→ **TASK DESCRIPTION**: Scan the records for the string "breadcrumb", then copy each line that has it.

→ **DATA LISTING**:

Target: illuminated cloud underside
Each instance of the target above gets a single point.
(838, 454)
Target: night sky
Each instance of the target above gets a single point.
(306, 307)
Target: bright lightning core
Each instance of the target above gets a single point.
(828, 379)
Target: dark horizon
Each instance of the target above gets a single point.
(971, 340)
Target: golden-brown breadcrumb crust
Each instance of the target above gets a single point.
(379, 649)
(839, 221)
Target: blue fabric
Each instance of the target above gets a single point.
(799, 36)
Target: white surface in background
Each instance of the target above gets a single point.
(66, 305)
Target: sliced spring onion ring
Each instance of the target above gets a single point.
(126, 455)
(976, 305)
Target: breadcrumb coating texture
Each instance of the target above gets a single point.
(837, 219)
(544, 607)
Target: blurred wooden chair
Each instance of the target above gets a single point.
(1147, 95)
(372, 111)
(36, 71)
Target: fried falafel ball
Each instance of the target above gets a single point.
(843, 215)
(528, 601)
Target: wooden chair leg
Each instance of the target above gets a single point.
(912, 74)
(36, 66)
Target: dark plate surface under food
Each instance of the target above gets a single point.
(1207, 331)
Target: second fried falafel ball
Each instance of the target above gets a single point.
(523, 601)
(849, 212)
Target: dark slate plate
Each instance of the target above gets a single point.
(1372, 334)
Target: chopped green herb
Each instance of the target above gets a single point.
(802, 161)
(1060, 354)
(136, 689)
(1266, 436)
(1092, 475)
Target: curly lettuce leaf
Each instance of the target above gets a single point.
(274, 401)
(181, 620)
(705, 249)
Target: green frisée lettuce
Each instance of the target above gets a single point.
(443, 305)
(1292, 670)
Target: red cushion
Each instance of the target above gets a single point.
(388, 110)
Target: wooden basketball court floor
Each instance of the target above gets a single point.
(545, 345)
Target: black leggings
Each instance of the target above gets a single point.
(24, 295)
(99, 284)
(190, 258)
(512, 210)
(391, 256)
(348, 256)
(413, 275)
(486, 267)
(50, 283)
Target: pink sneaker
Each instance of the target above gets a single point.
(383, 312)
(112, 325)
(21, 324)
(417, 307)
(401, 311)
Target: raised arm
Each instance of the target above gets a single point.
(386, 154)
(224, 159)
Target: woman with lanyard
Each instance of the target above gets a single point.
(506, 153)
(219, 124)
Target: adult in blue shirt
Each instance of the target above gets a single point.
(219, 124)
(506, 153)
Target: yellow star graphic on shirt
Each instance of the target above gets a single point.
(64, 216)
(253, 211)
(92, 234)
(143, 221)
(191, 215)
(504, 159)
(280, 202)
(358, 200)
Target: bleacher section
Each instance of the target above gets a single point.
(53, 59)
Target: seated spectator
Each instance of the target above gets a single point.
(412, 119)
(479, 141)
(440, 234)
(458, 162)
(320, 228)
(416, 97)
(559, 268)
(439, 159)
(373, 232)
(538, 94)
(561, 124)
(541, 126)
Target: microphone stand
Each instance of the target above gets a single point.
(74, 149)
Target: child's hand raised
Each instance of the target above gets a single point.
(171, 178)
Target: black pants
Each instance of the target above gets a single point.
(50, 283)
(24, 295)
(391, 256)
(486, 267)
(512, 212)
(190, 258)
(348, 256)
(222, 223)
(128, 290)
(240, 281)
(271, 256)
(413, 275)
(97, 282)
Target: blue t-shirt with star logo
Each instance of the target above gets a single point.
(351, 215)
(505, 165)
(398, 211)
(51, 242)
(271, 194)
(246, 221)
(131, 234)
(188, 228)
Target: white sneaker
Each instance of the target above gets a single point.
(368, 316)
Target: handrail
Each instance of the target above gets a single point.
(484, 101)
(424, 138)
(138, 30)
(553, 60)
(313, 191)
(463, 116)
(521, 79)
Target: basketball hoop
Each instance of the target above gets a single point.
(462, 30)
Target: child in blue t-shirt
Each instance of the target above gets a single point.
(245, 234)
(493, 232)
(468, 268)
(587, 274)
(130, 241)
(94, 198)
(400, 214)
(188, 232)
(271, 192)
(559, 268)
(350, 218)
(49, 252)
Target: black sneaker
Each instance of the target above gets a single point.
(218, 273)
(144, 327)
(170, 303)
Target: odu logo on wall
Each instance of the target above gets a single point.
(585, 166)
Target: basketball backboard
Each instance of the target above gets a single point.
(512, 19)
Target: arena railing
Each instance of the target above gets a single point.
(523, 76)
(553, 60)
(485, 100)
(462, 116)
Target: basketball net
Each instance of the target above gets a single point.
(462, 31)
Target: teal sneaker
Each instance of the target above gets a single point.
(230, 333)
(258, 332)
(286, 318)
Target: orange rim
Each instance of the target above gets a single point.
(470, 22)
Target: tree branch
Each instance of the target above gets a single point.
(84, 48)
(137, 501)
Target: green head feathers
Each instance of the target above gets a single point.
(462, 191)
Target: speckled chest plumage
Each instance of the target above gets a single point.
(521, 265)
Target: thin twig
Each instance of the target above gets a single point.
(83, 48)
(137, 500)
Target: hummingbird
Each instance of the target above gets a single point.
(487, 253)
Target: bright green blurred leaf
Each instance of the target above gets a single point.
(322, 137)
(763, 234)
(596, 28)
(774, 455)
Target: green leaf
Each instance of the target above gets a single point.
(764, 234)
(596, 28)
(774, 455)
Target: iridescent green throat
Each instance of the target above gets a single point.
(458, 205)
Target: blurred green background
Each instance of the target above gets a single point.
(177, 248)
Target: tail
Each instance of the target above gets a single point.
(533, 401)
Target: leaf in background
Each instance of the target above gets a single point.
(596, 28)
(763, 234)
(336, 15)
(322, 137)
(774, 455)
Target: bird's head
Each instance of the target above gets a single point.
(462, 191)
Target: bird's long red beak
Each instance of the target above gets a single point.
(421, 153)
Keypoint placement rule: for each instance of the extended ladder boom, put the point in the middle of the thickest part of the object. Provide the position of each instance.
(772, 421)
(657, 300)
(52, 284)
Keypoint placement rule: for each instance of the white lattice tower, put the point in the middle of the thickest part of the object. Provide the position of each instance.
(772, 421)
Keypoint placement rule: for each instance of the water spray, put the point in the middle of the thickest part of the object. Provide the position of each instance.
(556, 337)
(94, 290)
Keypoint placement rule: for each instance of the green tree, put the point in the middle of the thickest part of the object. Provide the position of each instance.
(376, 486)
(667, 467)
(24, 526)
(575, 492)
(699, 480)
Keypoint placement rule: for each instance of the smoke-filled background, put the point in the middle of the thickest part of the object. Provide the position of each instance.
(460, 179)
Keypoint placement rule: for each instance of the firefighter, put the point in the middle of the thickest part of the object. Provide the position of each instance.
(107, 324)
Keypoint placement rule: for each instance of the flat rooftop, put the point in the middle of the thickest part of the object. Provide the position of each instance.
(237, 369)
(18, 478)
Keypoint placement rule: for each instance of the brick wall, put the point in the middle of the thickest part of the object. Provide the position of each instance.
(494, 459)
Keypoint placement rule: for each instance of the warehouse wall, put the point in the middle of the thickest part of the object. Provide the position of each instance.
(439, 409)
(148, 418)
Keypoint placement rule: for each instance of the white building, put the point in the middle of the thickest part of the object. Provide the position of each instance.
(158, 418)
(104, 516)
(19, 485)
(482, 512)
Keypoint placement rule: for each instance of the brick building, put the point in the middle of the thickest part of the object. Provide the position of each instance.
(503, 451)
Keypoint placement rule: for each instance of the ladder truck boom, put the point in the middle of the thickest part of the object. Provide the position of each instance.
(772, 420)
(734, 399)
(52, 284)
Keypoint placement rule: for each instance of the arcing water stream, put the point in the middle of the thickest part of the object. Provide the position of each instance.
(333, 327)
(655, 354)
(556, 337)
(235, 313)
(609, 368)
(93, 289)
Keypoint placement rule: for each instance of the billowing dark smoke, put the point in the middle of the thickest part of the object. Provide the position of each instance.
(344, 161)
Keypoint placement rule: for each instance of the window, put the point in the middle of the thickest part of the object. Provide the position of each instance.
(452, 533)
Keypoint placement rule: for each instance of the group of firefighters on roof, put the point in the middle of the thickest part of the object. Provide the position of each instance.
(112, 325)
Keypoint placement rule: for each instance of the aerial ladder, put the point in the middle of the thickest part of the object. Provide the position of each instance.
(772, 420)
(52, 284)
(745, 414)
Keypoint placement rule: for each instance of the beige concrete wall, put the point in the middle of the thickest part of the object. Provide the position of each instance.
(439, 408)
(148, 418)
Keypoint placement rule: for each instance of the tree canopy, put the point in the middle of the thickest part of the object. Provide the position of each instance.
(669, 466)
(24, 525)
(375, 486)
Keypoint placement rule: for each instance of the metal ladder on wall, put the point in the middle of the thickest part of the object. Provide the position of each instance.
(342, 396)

→ **TASK SOLUTION**:
Target: golden-brown breadcrumb crust
Target: breadcrumb coating texture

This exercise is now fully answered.